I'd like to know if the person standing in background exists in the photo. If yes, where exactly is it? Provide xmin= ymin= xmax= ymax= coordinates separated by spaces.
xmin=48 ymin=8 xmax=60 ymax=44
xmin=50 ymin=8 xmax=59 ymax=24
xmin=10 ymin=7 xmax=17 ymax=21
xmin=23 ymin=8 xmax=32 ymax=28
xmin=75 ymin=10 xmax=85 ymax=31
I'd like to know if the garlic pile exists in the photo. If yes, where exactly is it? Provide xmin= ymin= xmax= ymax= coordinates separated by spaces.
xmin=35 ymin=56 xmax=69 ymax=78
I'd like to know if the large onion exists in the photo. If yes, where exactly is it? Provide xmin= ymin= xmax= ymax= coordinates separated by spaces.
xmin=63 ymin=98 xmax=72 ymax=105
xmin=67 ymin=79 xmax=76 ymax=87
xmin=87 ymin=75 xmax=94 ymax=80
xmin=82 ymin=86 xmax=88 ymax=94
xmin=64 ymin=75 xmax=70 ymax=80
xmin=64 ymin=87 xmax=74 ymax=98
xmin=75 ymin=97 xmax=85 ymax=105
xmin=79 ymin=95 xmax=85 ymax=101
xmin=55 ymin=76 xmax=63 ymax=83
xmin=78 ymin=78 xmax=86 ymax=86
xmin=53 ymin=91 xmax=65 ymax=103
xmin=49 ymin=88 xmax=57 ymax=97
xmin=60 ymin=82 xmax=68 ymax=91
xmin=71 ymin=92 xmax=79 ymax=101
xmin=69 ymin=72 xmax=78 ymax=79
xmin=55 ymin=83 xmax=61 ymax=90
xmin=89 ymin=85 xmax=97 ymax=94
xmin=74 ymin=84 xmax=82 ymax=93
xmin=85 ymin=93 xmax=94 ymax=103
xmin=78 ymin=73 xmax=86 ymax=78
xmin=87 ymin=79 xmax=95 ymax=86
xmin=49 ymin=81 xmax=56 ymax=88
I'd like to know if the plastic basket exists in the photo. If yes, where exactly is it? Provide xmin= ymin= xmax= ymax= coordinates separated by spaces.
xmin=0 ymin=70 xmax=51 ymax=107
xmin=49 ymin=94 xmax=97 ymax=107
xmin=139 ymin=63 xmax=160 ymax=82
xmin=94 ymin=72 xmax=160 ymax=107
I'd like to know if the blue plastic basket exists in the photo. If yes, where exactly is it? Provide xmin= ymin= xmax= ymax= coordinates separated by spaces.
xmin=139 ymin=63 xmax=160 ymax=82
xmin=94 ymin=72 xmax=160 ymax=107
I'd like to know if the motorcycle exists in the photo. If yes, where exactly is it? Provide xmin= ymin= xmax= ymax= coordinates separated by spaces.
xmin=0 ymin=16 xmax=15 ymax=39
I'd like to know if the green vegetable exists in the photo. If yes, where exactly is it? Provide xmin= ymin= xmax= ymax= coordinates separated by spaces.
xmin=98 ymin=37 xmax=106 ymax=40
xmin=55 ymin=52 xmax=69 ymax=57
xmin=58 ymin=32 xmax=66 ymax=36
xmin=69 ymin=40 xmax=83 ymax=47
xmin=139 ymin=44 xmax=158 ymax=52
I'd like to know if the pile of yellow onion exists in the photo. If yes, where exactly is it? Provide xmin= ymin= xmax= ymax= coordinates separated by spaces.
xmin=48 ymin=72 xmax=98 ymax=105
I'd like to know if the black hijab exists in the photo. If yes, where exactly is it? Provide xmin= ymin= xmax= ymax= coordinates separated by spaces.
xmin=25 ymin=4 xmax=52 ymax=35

### TRY IT
All of the entries are to be transcribed exactly.

### ANSWER SPACE
I'd like to know if the person standing in background exists in the photo. If yes, where exactly is it? Provide xmin= ymin= xmax= ymax= coordinates separated by spaces.
xmin=48 ymin=8 xmax=60 ymax=44
xmin=50 ymin=8 xmax=59 ymax=24
xmin=10 ymin=7 xmax=17 ymax=21
xmin=23 ymin=8 xmax=32 ymax=28
xmin=75 ymin=10 xmax=85 ymax=31
I'd like to know if the garlic pile exists in the photo. If yes, where exactly is it? Provide xmin= ymin= xmax= ymax= coordinates separated by spaces.
xmin=35 ymin=56 xmax=69 ymax=78
I'd like to know if the large onion exists in the photo. If yes, where exactly is it? Provide xmin= ymin= xmax= ymax= coordinates separated by spaces.
xmin=63 ymin=98 xmax=72 ymax=105
xmin=67 ymin=79 xmax=76 ymax=87
xmin=87 ymin=75 xmax=94 ymax=80
xmin=82 ymin=86 xmax=88 ymax=94
xmin=64 ymin=75 xmax=70 ymax=80
xmin=64 ymin=87 xmax=74 ymax=98
xmin=75 ymin=97 xmax=85 ymax=105
xmin=79 ymin=95 xmax=85 ymax=101
xmin=55 ymin=76 xmax=63 ymax=83
xmin=78 ymin=78 xmax=86 ymax=86
xmin=53 ymin=91 xmax=65 ymax=103
xmin=49 ymin=88 xmax=57 ymax=97
xmin=60 ymin=82 xmax=68 ymax=91
xmin=71 ymin=92 xmax=79 ymax=101
xmin=69 ymin=72 xmax=78 ymax=79
xmin=55 ymin=83 xmax=61 ymax=90
xmin=89 ymin=85 xmax=97 ymax=94
xmin=74 ymin=84 xmax=82 ymax=93
xmin=85 ymin=93 xmax=94 ymax=103
xmin=78 ymin=73 xmax=86 ymax=78
xmin=87 ymin=79 xmax=95 ymax=86
xmin=49 ymin=81 xmax=56 ymax=88
I'd like to know if the plastic basket exists in the photo. If yes, where exactly is it? Provide xmin= ymin= xmax= ymax= coordinates separated by spaces.
xmin=0 ymin=70 xmax=51 ymax=107
xmin=49 ymin=94 xmax=97 ymax=107
xmin=139 ymin=63 xmax=160 ymax=82
xmin=94 ymin=72 xmax=160 ymax=107
I'd like to know if the blue plastic basket exists in the photo. If yes, where exactly is it? Provide xmin= ymin= xmax= ymax= coordinates separated by spaces.
xmin=139 ymin=63 xmax=160 ymax=82
xmin=94 ymin=72 xmax=160 ymax=107
I'd like to know if the motorcycle exists in the photo. If yes, where exactly is it? Provide xmin= ymin= xmax= ymax= coordinates separated by spaces.
xmin=0 ymin=16 xmax=15 ymax=39
I'd like to know if the green vegetable exists in the photo. If yes, where exactly is it? Provide xmin= ymin= xmax= ymax= coordinates separated by spaces.
xmin=98 ymin=37 xmax=106 ymax=40
xmin=55 ymin=52 xmax=69 ymax=57
xmin=58 ymin=32 xmax=66 ymax=36
xmin=69 ymin=40 xmax=83 ymax=47
xmin=139 ymin=44 xmax=158 ymax=52
I'd like to know if the pile of yellow onion exists in the photo. If yes, where exactly is it? Provide xmin= ymin= xmax= ymax= coordinates separated by spaces.
xmin=48 ymin=72 xmax=98 ymax=105
I'd like to know if the black hijab exists in the photo. If yes, where exactly is it? Provide xmin= ymin= xmax= ymax= coordinates separated by spaces.
xmin=25 ymin=4 xmax=52 ymax=35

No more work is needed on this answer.